■ **TASK**: In the article about Faenza, in what year did the Premio Faenza become an international competition?

■ **STUDY TEXT**:
* * *

Faenza. Have you heard of it? Do you know anything about it?
If you’re like most non-Italians (and even some of them), you are probably saying, “Faenza? What the heck is Faenza? ” or “Where the heck is Faenza?” and/or “Who the heck would *go* to Faenza?”
A small city (58.000 people), Faenza lies about 31 miles from Bologna. It is not a huge tourist town. You’ll find the requisite palazzo, duomo, parks, fountains, piazza, and a great weekly market. The jewel of Faenza, though, is its ceramics museum.
The Museo Internazionale delle Ceramiche
Yes, you read that right. Faenza is home to the Museo Internazionale delle Ceramiche (MIC), or International Museum of Ceramics. This small town has been in the forefront of the ceramic world for centuries and is home to not only the Faenza Bianca (Faenza White) pottery but also majolica (originally maiolica), a tin-glazed pottery. Founded in 1908, the MIC has the greatest collection of ancient, modern, and contemporary ceramics in the world. The 60,000-plus ceramics in the collection include works from countries all over the world and span many centuries. Of course, the MIC showcases Italian ceramics.
While much of it had been in private collections of royals and wealthy citizens, even more were ordinary pieces used in everyday life. While archeologists found many during digs, many were donations from individuals, families, and governments. The MIC has a number of cases dedicated to jars used in pharmacies. Several of the cases hold dinnerware and serving pieces.
As you would expect, a good number of pieces are religious in nature. Religion played as huge a part in the ceramic work as it did in paintings during the 16-19th centuries. That was, of course, due to the fact that most of what is now Italy was part of the Papal State, and religion ruled almost every aspect of everyone’s life.
Amazingly, as old as some of the pottery is, much of it is in good condition.
“How much restoration do you think they’ve done?” my husband asked me when we were looking at a few restored pieces. He was talking more about the colors. I asked the docent at a desk near us.
“The only restoration,” she told me, “is to put things together. The paint, the glaze, are all original. But, may have had no restoration. They are in original condition.”
Both of us agreed that our favorite part of the museum was the contemporary ceramic sculpture. The ceramicists vying for the biennial Premio Faenza (Faenza Prize) had their work on display when we were there. Initially a regional competition, the Premio went national in 1938 and international in 1963.
Open to individuals or groups, the Premio prides itself on promoting creativity by not having a specific theme. Entrants can use any ceramics technique and add other materials as long as they emphasize ceramics. It was very interesting to see the variety of pieces in the running for the award.
Faenza & Majolica Pottery
During the Renaissance, majolica pottery became popular with Italian ceramicists. Using the tin-glaze method, the artists decorate opaque white pieces with colorful paints before firing them.
While the wealthy bought majolica to decorate their homes, the working classes used majolica as everyday vessels, serving pieces, and plates. From the 16th century on, the pottery has been a major source of the town’s economy. Today, you can find several ceramicists working in town. While the quality and prices vary, you’ll get a better deal if you buy direct.

* * *

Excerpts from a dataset
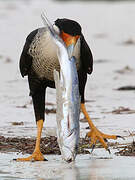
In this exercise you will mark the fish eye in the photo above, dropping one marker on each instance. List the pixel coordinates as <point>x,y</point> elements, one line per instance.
<point>56,29</point>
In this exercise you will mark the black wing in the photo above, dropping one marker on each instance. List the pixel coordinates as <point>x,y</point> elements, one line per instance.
<point>86,56</point>
<point>26,59</point>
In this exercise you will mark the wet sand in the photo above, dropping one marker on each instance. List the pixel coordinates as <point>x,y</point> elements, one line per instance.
<point>109,29</point>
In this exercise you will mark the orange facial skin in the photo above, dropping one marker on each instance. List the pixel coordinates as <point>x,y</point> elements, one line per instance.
<point>69,39</point>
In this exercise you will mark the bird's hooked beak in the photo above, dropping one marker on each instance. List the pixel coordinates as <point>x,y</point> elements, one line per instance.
<point>70,42</point>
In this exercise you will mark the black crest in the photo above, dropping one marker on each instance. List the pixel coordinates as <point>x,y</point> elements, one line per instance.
<point>69,26</point>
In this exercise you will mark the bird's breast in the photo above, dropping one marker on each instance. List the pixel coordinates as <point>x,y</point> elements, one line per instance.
<point>44,53</point>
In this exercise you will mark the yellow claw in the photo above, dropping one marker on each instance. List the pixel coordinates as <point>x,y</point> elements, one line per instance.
<point>95,134</point>
<point>37,155</point>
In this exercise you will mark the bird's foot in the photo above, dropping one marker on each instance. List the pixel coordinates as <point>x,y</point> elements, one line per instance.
<point>36,156</point>
<point>95,135</point>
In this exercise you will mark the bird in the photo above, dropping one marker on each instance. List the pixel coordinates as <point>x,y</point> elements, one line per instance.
<point>38,61</point>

* * *

■ **EXERCISE OUTPUT**: 1963